## Text section:
By Ian Mumpton
|The Corner chair displayed in the Study at Schuyler Mansion|
Walnut or Mahogany, Green Velvet Upholstery, circa 1765-1775
Touring Schuyler Mansion, visitors have the opportunity to view an impressive collection of 18th century objects and furniture, including a number of items original to the family. One piece that always garners attention is the Corner chair (also referred to as a Roundabout chair) in the Study. Unlike other chairs in the home, the Corner chair has its seat turned 45 degrees to the usual position, coming to a point at the “front”, with the rail and back wrapping around two sides of the square seat. It occupies a central position in the room as soon as you enter, and its unusual shape makes it the frequent object of conversation and questions: “Why does that chair look like that?”, “How would you sit in a chair of that sort?”
What makes this chair so cool is that there is no single answer to these questions. Instead, to explain a Corner chair, you have to look at who is using it when, how they end up using it, and why they are doing so.

Extracted records

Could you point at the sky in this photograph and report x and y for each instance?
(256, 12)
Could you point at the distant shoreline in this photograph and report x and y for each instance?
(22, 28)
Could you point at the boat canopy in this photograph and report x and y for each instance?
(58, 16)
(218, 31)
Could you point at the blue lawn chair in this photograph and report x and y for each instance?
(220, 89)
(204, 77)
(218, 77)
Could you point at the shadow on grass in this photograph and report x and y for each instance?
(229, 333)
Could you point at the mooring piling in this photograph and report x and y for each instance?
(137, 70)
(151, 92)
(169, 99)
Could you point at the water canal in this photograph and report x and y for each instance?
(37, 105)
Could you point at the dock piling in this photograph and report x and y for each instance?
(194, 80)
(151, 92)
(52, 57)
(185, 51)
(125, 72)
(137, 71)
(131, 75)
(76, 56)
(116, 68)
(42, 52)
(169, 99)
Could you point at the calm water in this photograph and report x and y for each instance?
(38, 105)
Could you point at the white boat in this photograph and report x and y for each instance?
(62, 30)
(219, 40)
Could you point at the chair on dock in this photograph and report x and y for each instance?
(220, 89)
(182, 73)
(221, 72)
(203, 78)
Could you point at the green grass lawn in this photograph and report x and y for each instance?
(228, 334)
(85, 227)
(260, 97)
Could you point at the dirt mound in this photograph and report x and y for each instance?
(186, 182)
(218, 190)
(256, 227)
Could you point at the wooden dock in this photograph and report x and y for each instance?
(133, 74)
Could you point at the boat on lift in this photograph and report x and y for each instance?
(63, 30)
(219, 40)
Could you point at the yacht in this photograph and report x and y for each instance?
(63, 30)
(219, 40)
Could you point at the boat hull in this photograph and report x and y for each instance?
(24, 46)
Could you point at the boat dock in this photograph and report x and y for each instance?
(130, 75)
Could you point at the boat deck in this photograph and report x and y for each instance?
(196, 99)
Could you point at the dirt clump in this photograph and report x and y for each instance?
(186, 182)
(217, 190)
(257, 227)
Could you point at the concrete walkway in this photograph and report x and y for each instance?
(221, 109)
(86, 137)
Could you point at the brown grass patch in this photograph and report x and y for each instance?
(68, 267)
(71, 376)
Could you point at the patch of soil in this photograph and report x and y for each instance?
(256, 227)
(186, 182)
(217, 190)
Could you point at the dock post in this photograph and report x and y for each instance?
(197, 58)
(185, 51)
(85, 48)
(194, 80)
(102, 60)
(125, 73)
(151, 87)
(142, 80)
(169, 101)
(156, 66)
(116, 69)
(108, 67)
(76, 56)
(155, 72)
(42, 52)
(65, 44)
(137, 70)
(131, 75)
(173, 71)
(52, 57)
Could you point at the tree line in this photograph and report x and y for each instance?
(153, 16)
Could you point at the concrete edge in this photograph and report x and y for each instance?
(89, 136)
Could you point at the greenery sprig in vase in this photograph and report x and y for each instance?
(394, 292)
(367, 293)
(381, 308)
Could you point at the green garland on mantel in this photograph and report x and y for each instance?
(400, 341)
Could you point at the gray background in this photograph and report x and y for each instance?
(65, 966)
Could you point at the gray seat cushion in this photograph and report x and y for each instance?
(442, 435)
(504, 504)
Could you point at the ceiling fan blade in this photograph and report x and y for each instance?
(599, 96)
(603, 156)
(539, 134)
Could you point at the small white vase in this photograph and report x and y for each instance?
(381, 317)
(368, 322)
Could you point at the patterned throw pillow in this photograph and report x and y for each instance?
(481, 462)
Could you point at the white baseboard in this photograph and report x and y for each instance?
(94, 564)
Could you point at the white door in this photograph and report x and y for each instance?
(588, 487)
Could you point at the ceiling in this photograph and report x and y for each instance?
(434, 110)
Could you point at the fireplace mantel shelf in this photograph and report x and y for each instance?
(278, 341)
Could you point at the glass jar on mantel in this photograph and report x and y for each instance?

## Instructions:
- 1) In the text about the Corner chair at Schuyler Mansion, what other name is the chair given?
- 2) Rewrite the Corner chair text between "What makes this" and "are doing so.", inclusive, with "cool" changed to "fascinating".
- 3) List every material the Corner chair text names for the chair's wood or upholstery.

## Response list:
- 1) Roundabout chair

- 2)
What makes this chair so fascinating is that there is no single answer to these questions. Instead, to explain a Corner chair, you have to look at who is using it when, how they end up using it, and why they are doing so.

- 3) Walnut, mahogany, green velvet